What the task asks:
Using the records below, copy out exactly the line that contains "Question. The picture above shows the black and" and every line that follows it, up to and including the last, and no others.

[Items from a data source]
** BEGIN **
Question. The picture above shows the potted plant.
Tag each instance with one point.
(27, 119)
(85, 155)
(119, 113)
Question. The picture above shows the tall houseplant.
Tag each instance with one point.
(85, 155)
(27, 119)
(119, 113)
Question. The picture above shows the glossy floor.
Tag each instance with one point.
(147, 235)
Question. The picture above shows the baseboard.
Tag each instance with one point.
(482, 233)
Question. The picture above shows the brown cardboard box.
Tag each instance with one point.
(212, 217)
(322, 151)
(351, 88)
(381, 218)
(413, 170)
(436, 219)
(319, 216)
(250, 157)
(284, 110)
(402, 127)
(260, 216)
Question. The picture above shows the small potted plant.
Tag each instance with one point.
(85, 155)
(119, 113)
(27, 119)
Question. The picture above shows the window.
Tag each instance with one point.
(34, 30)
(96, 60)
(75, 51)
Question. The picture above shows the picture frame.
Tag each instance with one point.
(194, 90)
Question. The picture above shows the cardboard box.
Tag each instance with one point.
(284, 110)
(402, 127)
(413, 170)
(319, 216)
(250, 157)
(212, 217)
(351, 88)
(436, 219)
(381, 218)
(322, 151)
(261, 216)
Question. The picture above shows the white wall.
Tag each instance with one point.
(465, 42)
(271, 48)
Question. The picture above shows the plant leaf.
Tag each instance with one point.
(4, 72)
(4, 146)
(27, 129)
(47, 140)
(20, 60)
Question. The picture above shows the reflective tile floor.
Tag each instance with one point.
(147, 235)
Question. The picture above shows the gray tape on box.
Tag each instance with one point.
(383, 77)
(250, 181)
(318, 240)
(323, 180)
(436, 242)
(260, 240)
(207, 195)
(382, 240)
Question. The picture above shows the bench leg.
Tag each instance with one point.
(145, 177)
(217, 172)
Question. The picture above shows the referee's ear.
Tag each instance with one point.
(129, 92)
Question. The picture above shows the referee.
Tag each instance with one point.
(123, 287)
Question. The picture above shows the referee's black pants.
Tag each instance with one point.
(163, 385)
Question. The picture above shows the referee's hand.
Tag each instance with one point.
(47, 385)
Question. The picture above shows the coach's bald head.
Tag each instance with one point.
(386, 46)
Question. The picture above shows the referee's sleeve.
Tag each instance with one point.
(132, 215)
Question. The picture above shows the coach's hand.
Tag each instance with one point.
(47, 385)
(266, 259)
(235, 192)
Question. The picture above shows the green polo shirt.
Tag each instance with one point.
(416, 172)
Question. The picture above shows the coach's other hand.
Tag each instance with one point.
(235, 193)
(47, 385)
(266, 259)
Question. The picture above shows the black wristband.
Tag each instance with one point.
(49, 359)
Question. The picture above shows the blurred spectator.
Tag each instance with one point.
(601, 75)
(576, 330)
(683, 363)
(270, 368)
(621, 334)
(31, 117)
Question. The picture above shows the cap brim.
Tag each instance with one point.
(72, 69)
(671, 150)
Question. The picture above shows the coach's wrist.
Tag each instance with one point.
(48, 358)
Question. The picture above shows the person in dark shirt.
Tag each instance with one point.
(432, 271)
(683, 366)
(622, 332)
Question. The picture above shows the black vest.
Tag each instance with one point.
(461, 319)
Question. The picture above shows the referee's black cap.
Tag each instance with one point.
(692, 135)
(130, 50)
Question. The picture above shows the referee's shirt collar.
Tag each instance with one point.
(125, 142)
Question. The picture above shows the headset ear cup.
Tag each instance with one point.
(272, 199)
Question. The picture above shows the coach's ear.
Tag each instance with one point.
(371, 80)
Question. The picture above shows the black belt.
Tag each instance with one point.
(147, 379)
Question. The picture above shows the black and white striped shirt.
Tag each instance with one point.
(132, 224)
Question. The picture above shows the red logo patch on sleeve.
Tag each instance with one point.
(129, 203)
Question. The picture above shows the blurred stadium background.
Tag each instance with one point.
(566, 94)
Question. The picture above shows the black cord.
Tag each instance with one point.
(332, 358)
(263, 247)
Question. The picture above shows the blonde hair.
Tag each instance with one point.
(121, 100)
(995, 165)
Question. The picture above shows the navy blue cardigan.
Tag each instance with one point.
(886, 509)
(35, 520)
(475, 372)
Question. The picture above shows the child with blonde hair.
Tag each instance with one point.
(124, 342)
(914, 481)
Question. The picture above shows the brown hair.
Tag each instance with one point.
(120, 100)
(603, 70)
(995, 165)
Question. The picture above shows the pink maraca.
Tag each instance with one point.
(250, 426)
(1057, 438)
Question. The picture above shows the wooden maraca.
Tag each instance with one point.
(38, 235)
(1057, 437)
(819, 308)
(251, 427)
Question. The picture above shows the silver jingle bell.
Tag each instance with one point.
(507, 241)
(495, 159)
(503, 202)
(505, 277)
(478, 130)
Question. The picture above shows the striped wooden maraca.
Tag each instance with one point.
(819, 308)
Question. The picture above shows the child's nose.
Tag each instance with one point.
** END **
Final result:
Question. The picture above shows the black and white striped shirt.
Tag each instance with one point.
(132, 224)
Question. The picture above shows the red logo patch on sleeve.
Tag each instance with one point.
(129, 203)
Question. The picture above shows the blurred stadium background.
Tag each instance with one point.
(566, 94)
Question. The picture above shows the black cord.
Tag each instance with one point.
(332, 358)
(263, 247)
Question. The picture above shows the blonde hair.
Tag each instance with one point.
(121, 100)
(995, 165)
Question. The picture above shows the navy blue cardigan.
Tag each instance with one point.
(886, 509)
(35, 520)
(475, 372)
Question. The picture above shows the child with blonde hair.
Tag each instance with one point.
(124, 342)
(914, 481)
Question. The picture above shows the brown hair.
Tag each instance with one point.
(120, 100)
(603, 70)
(995, 165)
Question. The picture above shows the pink maraca.
Tag each instance with one point.
(250, 426)
(1057, 438)
Question. The picture above shows the wooden maraca.
Tag each instance with one point.
(38, 235)
(1057, 437)
(819, 308)
(251, 427)
Question. The picture above shows the silver jingle bell.
Tag each instance with one point.
(507, 241)
(495, 159)
(503, 202)
(505, 277)
(478, 130)
Question. The picture above shows the striped wooden maraca.
Tag each instance with one point.
(819, 308)
Question. The picture above shows the child's nose.
Tag each instance with one point.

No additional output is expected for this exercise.